··· AUSZUG ZUM LESEN ···
Hospiz in Eppelsheim – „Keine Konkurrenz, sondern Ergänzung“

Die Betreuung schwerkranker Menschen in ihrer letzten Lebensphase ist eine besondere Herausforderung. Archivfoto: dpa
EPPELSHEIM/OPPENHEIM - Rheinhessen Hospiz e.V. ist seinem Ziel, in Eppelsheim im Landkreis Alzey-Worms ein Hospiz zu errichten, ein ganzes Stück näher gekommen: Kürzlich hat der Verein ein Grundstück gekauft. Seit Monaten wird öffentlich über das Projekt diskutiert und gestritten, mit Spannung verfolgt man die Entwicklungen auch in Oppenheim – hier hat der Hospizverein Rhein-Selz seinen Sitz. Dieser spricht sich klar für ein stationäres Hospiz in Rheinhessen aus – und ist, wie weitere ambulante Hospizdienste in der Region, zudem Mitglied im Verein Rheinhessen Hospiz.
Zu Hause sterben – nicht immer ist das möglich
Die Ökumenische Hospizarbeit Rhein-Selz bietet – in enger Zusammenarbeit mit der ambulanten Palliativversorgung Rheinhessen – ambulante Begleitung schwerstkranker und sterbender Menschen an und trägt damit den Wünschen eines Großteils der Bevölkerung Rechnung: „Über 90 Prozent der Menschen möchten in ihrem eigenen Zuhause sterben“, sagt die Palliative-Care-Fachkraft Petra Feidner, die als Koordinatorin in der Geschäftsstelle des Hospizvereins Rhein-Selz arbeitet.
Doch es gibt Fälle, da ist es schlicht nicht möglich, Sterbende ambulant zu betreuen – auch das weiß Petra Feidner. Manchmal sprechen Krankheitsbilder dagegen, etwa wenn Tumore aufplatzen. Manchmal sind auch die Angehörigen am Ende ihrer Kraft, halten die körperlichen und emotionalen Belastungen nicht mehr aus. „Dann stößt auch ein ambulanter Hospizdienst an seine Grenzen“, sagt Feidner. „Dann ist es ein Segen, wenn für den Patienten ein Bett in einem stationären Hospiz zur Verfügung steht.“
DER VEREIN
Informationen zu Sterbe- und Trauerbegleitung im Internet unter www.hospiz-rhein-selz.org oder in der Geschäftsstelle, Am Markt 10, Telefon 06133-57 17 65, E-Mail: info@hospiz-rhein-selz.org.
Doch diese Betten sind äußerst knapp. Im näheren Umkreis gibt es lediglich das Christophorus-Hospiz in Mainz mit acht und das Eugenie-Michels-Hospiz in Bad Kreuznach mit zwölf Plätzen. Viele Sterbenskranke müssen Wochen auf einen freien Platz warten, können erst sehr spät oder gar nicht mehr aufgenommen werden, weil sie vorher sterben.
··· GEZEIGTES MATERIAL ···
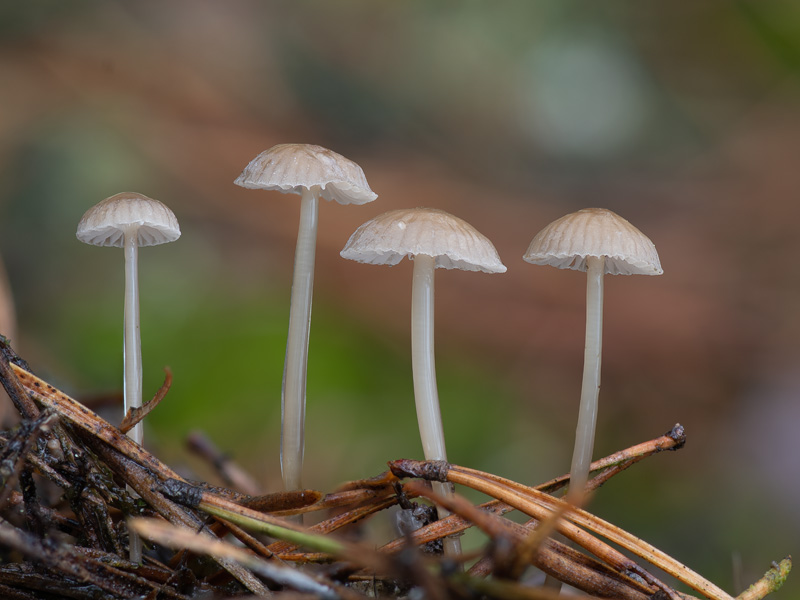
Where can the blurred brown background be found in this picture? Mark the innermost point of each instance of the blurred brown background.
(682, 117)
···
··· GEZEIGTES MATERIAL ···
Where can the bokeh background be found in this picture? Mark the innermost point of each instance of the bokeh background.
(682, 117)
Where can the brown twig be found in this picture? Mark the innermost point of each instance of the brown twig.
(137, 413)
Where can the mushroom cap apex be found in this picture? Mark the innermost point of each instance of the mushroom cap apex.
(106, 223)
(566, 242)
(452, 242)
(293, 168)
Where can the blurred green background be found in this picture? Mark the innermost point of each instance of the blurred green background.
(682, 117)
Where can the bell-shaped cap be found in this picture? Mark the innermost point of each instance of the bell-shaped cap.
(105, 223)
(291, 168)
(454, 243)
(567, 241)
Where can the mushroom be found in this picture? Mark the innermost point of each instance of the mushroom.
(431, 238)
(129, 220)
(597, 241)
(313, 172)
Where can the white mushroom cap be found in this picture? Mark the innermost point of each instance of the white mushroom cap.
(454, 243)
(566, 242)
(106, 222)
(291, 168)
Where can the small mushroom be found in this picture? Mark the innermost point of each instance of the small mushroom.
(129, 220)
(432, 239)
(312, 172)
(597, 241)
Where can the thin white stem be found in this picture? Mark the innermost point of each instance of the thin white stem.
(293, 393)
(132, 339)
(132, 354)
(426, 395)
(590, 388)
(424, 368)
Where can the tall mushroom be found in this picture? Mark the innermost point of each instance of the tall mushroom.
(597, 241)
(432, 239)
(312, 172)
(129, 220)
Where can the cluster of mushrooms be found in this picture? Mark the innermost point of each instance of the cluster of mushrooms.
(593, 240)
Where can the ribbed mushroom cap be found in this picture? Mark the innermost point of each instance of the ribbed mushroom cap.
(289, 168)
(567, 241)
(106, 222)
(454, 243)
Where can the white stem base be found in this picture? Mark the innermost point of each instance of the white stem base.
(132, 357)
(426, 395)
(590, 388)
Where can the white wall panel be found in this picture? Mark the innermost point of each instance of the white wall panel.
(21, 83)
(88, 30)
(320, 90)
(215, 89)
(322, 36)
···
**DEINE AUFGABE**
Führe den Bericht über das Hospiz in Eppelsheim im Anschluss an seinen letzten Satz weiter. Die Zeilen sind eigenes Material und gehören nicht zum Bericht über das Hospiz in Eppelsheim.

**ERGEBNIS DER ÜBUNG**
Eine Folge davon: Rund 50 Prozent aller Schwerstkranken sterben in einem Krankenhaus. Ein viel zu hoher Prozentsatz, sagt Petra Feidner. Denn Krankenhäuser können Sterbenden und Angehörigen längst nicht in dem Maße einen geschützten Rahmen bieten, wie das in Hospizen möglich ist. „Schon alleine, weil der Stellenschlüssel ein anderer ist.“ Sprich: Die Pfleger und Schwestern haben gar nicht die Zeit, sich intensiv um die Menschen zu kümmern und sich auf ihren „Rhythmus“ einzulassen. Dazu kommen auch die räumlichen Bedingungen. „Stellen Sie sich mal vor, in einem Drei-Bett-Zimmer sterben zu müssen“, gibt Hedie Dietz, ehrenamtliche Hospizbegleiterin, zu bedenken.
Die Palliativstationen an Kliniken in Mainz und Alzey entspannen die Lage nur bedingt. Auch sie verfügen nur über eine sehr begrenzte Anzahl an Betten, und sie sind nicht unbedingt dazu gedacht, dass Menschen bis zum Tod bleiben. Sind Patienten medikamentös so gut eingestellt, dass sie die Palliativstation verlassen können, stellt sich wieder die Frage: Zurück nach Hause? In ein Hospiz? Ins Heim?
Falsches Bild von Sterbebegleitung?
Im Oppenheimer Altenzentrum ist der Tod auch ein Thema. „40 bis 60 Todesfälle haben wir im Jahr“, sagt Heimleiter Winfried Kraus, der zugleich Vorsitzender des Hospizvereins Rhein-Selz ist. Manchmal kommen Senioren erst in der letzten Phase ihres Lebens ins Altenheim. „Auch sie nehmen wir auf – sofern wir einen Platz frei haben“, betont Kraus. Sechs Mitarbeiter hat das Oppenheimer Altenzentrum mittlerweile zu Palliativ-Care-Fachkräften ausgebildet, um den Anforderungen gerecht zu werden. Und: Die ehrenamtlichen Hospizbegleiter kommen auch ins Altenheim, um Sterbende zu betreuen.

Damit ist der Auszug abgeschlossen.